---------- TASK DATA ----------

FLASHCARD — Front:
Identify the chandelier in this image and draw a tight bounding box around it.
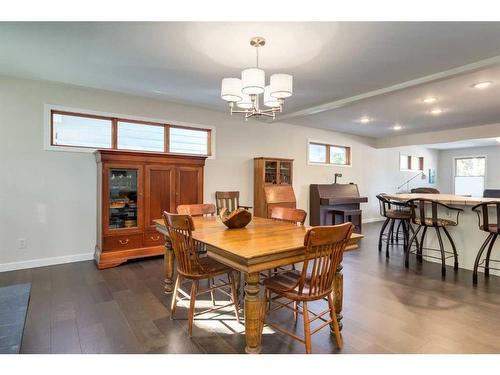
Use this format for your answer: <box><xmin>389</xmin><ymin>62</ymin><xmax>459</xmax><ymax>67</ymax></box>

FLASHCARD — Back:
<box><xmin>221</xmin><ymin>36</ymin><xmax>293</xmax><ymax>120</ymax></box>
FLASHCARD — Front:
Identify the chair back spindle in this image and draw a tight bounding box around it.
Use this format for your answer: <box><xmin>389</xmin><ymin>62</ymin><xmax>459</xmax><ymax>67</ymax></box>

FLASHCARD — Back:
<box><xmin>298</xmin><ymin>223</ymin><xmax>353</xmax><ymax>298</ymax></box>
<box><xmin>163</xmin><ymin>212</ymin><xmax>202</xmax><ymax>277</ymax></box>
<box><xmin>271</xmin><ymin>207</ymin><xmax>307</xmax><ymax>225</ymax></box>
<box><xmin>406</xmin><ymin>198</ymin><xmax>463</xmax><ymax>226</ymax></box>
<box><xmin>177</xmin><ymin>203</ymin><xmax>215</xmax><ymax>216</ymax></box>
<box><xmin>215</xmin><ymin>191</ymin><xmax>240</xmax><ymax>214</ymax></box>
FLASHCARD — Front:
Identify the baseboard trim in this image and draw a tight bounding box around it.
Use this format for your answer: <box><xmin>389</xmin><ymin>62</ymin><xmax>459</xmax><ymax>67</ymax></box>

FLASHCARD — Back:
<box><xmin>0</xmin><ymin>253</ymin><xmax>94</xmax><ymax>272</ymax></box>
<box><xmin>363</xmin><ymin>216</ymin><xmax>385</xmax><ymax>224</ymax></box>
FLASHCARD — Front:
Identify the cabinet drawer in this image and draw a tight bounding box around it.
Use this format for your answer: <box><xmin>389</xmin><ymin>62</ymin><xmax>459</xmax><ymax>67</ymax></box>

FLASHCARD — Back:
<box><xmin>103</xmin><ymin>233</ymin><xmax>142</xmax><ymax>250</ymax></box>
<box><xmin>143</xmin><ymin>230</ymin><xmax>165</xmax><ymax>246</ymax></box>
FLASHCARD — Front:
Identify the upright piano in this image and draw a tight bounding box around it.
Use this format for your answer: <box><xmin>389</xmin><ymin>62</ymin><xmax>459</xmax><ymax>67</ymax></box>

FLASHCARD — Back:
<box><xmin>309</xmin><ymin>183</ymin><xmax>368</xmax><ymax>233</ymax></box>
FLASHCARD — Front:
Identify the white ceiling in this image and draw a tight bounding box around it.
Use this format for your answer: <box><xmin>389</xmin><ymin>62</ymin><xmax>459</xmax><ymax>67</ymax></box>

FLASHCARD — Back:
<box><xmin>0</xmin><ymin>22</ymin><xmax>500</xmax><ymax>137</ymax></box>
<box><xmin>423</xmin><ymin>138</ymin><xmax>500</xmax><ymax>150</ymax></box>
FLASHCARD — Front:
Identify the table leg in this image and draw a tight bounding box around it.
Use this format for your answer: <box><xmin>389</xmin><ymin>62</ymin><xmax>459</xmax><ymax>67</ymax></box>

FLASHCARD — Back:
<box><xmin>331</xmin><ymin>264</ymin><xmax>344</xmax><ymax>332</ymax></box>
<box><xmin>164</xmin><ymin>237</ymin><xmax>174</xmax><ymax>294</ymax></box>
<box><xmin>245</xmin><ymin>272</ymin><xmax>264</xmax><ymax>354</ymax></box>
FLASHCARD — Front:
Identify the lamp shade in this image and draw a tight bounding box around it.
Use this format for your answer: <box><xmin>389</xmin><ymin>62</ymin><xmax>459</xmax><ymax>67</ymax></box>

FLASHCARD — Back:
<box><xmin>264</xmin><ymin>86</ymin><xmax>280</xmax><ymax>108</ymax></box>
<box><xmin>236</xmin><ymin>94</ymin><xmax>253</xmax><ymax>109</ymax></box>
<box><xmin>220</xmin><ymin>78</ymin><xmax>243</xmax><ymax>102</ymax></box>
<box><xmin>241</xmin><ymin>68</ymin><xmax>266</xmax><ymax>95</ymax></box>
<box><xmin>269</xmin><ymin>74</ymin><xmax>293</xmax><ymax>99</ymax></box>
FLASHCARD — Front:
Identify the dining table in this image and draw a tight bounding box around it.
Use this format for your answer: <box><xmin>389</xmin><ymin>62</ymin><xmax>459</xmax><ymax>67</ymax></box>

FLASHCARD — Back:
<box><xmin>154</xmin><ymin>216</ymin><xmax>363</xmax><ymax>353</ymax></box>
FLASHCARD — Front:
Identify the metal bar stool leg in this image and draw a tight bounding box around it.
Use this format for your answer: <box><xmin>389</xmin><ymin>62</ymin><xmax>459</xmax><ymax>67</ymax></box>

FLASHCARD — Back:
<box><xmin>396</xmin><ymin>220</ymin><xmax>403</xmax><ymax>243</ymax></box>
<box><xmin>434</xmin><ymin>227</ymin><xmax>446</xmax><ymax>277</ymax></box>
<box><xmin>443</xmin><ymin>227</ymin><xmax>458</xmax><ymax>271</ymax></box>
<box><xmin>391</xmin><ymin>219</ymin><xmax>396</xmax><ymax>244</ymax></box>
<box><xmin>417</xmin><ymin>227</ymin><xmax>427</xmax><ymax>263</ymax></box>
<box><xmin>405</xmin><ymin>225</ymin><xmax>422</xmax><ymax>268</ymax></box>
<box><xmin>378</xmin><ymin>218</ymin><xmax>391</xmax><ymax>251</ymax></box>
<box><xmin>408</xmin><ymin>220</ymin><xmax>420</xmax><ymax>253</ymax></box>
<box><xmin>385</xmin><ymin>219</ymin><xmax>396</xmax><ymax>258</ymax></box>
<box><xmin>472</xmin><ymin>233</ymin><xmax>495</xmax><ymax>286</ymax></box>
<box><xmin>484</xmin><ymin>233</ymin><xmax>498</xmax><ymax>277</ymax></box>
<box><xmin>398</xmin><ymin>220</ymin><xmax>409</xmax><ymax>249</ymax></box>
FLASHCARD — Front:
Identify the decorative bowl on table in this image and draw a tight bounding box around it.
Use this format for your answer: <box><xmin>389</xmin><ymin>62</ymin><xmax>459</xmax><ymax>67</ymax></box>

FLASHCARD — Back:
<box><xmin>219</xmin><ymin>207</ymin><xmax>252</xmax><ymax>229</ymax></box>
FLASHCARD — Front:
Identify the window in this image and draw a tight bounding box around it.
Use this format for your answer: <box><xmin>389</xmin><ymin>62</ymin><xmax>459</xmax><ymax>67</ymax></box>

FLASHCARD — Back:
<box><xmin>454</xmin><ymin>156</ymin><xmax>486</xmax><ymax>197</ymax></box>
<box><xmin>169</xmin><ymin>127</ymin><xmax>208</xmax><ymax>155</ymax></box>
<box><xmin>399</xmin><ymin>154</ymin><xmax>424</xmax><ymax>172</ymax></box>
<box><xmin>52</xmin><ymin>113</ymin><xmax>112</xmax><ymax>148</ymax></box>
<box><xmin>50</xmin><ymin>110</ymin><xmax>211</xmax><ymax>156</ymax></box>
<box><xmin>117</xmin><ymin>121</ymin><xmax>165</xmax><ymax>152</ymax></box>
<box><xmin>308</xmin><ymin>142</ymin><xmax>351</xmax><ymax>165</ymax></box>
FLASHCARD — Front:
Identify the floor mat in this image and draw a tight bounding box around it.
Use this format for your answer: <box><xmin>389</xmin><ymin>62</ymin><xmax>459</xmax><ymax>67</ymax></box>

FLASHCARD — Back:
<box><xmin>0</xmin><ymin>283</ymin><xmax>31</xmax><ymax>354</ymax></box>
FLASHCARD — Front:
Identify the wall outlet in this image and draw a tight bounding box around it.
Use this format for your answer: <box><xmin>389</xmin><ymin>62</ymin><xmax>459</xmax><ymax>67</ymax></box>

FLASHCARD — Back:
<box><xmin>17</xmin><ymin>238</ymin><xmax>26</xmax><ymax>250</ymax></box>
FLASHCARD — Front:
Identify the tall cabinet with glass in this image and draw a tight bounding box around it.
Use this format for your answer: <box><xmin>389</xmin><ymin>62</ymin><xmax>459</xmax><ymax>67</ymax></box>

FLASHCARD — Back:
<box><xmin>95</xmin><ymin>150</ymin><xmax>206</xmax><ymax>268</ymax></box>
<box><xmin>254</xmin><ymin>157</ymin><xmax>296</xmax><ymax>217</ymax></box>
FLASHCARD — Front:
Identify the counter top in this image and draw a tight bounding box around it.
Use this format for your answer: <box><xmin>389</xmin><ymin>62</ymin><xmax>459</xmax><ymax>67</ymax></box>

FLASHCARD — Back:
<box><xmin>386</xmin><ymin>193</ymin><xmax>500</xmax><ymax>206</ymax></box>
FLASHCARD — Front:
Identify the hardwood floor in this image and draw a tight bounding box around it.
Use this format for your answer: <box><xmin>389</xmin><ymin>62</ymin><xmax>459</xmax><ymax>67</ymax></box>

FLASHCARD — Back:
<box><xmin>0</xmin><ymin>223</ymin><xmax>500</xmax><ymax>353</ymax></box>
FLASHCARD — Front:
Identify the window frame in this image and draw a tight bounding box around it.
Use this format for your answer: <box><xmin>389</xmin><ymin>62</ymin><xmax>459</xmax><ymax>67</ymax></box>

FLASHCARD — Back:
<box><xmin>307</xmin><ymin>139</ymin><xmax>352</xmax><ymax>167</ymax></box>
<box><xmin>44</xmin><ymin>105</ymin><xmax>215</xmax><ymax>159</ymax></box>
<box><xmin>451</xmin><ymin>155</ymin><xmax>488</xmax><ymax>195</ymax></box>
<box><xmin>399</xmin><ymin>153</ymin><xmax>425</xmax><ymax>172</ymax></box>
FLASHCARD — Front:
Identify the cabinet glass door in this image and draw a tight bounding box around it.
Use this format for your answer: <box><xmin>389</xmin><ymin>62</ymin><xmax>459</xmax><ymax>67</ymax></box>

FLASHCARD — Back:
<box><xmin>280</xmin><ymin>161</ymin><xmax>292</xmax><ymax>185</ymax></box>
<box><xmin>264</xmin><ymin>161</ymin><xmax>278</xmax><ymax>184</ymax></box>
<box><xmin>108</xmin><ymin>168</ymin><xmax>138</xmax><ymax>229</ymax></box>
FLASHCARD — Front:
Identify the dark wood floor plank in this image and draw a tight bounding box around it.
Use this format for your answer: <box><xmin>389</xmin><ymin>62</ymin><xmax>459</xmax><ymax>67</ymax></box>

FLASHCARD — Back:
<box><xmin>51</xmin><ymin>319</ymin><xmax>82</xmax><ymax>354</ymax></box>
<box><xmin>97</xmin><ymin>300</ymin><xmax>142</xmax><ymax>353</ymax></box>
<box><xmin>6</xmin><ymin>223</ymin><xmax>500</xmax><ymax>353</ymax></box>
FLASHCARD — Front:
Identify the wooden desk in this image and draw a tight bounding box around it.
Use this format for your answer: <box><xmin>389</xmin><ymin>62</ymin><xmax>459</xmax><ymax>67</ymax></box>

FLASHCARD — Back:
<box><xmin>155</xmin><ymin>217</ymin><xmax>363</xmax><ymax>353</ymax></box>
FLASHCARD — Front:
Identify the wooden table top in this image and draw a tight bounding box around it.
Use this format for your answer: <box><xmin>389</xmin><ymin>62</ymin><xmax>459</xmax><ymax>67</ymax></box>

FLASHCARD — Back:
<box><xmin>154</xmin><ymin>216</ymin><xmax>363</xmax><ymax>274</ymax></box>
<box><xmin>386</xmin><ymin>194</ymin><xmax>499</xmax><ymax>206</ymax></box>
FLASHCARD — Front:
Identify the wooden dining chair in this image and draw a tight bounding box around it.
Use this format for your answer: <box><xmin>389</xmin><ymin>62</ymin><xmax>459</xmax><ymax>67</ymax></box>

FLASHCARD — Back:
<box><xmin>177</xmin><ymin>203</ymin><xmax>216</xmax><ymax>216</ymax></box>
<box><xmin>271</xmin><ymin>206</ymin><xmax>307</xmax><ymax>225</ymax></box>
<box><xmin>268</xmin><ymin>206</ymin><xmax>307</xmax><ymax>277</ymax></box>
<box><xmin>215</xmin><ymin>191</ymin><xmax>252</xmax><ymax>215</ymax></box>
<box><xmin>264</xmin><ymin>223</ymin><xmax>353</xmax><ymax>354</ymax></box>
<box><xmin>163</xmin><ymin>212</ymin><xmax>240</xmax><ymax>336</ymax></box>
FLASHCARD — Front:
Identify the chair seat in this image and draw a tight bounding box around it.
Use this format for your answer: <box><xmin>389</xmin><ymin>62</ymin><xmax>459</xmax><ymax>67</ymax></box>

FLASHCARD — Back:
<box><xmin>177</xmin><ymin>256</ymin><xmax>231</xmax><ymax>280</ymax></box>
<box><xmin>263</xmin><ymin>270</ymin><xmax>324</xmax><ymax>301</ymax></box>
<box><xmin>330</xmin><ymin>210</ymin><xmax>361</xmax><ymax>216</ymax></box>
<box><xmin>385</xmin><ymin>210</ymin><xmax>411</xmax><ymax>220</ymax></box>
<box><xmin>415</xmin><ymin>217</ymin><xmax>457</xmax><ymax>227</ymax></box>
<box><xmin>479</xmin><ymin>224</ymin><xmax>500</xmax><ymax>233</ymax></box>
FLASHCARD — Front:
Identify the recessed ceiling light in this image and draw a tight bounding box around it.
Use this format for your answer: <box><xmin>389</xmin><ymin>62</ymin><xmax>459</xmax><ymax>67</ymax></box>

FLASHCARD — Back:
<box><xmin>422</xmin><ymin>96</ymin><xmax>437</xmax><ymax>104</ymax></box>
<box><xmin>472</xmin><ymin>81</ymin><xmax>493</xmax><ymax>89</ymax></box>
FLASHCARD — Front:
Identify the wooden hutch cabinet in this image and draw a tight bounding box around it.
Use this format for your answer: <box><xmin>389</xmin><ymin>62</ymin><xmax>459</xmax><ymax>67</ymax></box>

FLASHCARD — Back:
<box><xmin>253</xmin><ymin>157</ymin><xmax>296</xmax><ymax>217</ymax></box>
<box><xmin>94</xmin><ymin>150</ymin><xmax>206</xmax><ymax>269</ymax></box>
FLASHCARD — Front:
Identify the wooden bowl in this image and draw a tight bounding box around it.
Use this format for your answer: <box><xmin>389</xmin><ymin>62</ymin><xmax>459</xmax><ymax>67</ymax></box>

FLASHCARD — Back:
<box><xmin>219</xmin><ymin>207</ymin><xmax>252</xmax><ymax>229</ymax></box>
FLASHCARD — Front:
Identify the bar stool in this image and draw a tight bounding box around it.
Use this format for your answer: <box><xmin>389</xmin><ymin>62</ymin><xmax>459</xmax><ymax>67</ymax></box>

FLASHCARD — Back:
<box><xmin>405</xmin><ymin>198</ymin><xmax>463</xmax><ymax>277</ymax></box>
<box><xmin>377</xmin><ymin>194</ymin><xmax>418</xmax><ymax>258</ymax></box>
<box><xmin>472</xmin><ymin>202</ymin><xmax>500</xmax><ymax>286</ymax></box>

----------

_WHAT NEEDS TO BE DONE_
Pick out each line in the records above that contains the word "floor", and copy those lines.

_THE ANSWER_
Identify the floor mat in this image and draw a tight bounding box around it.
Identify the hardwood floor in this image and draw a tight bounding box around it.
Identify the dark wood floor plank in this image and draw a tight bounding box around it.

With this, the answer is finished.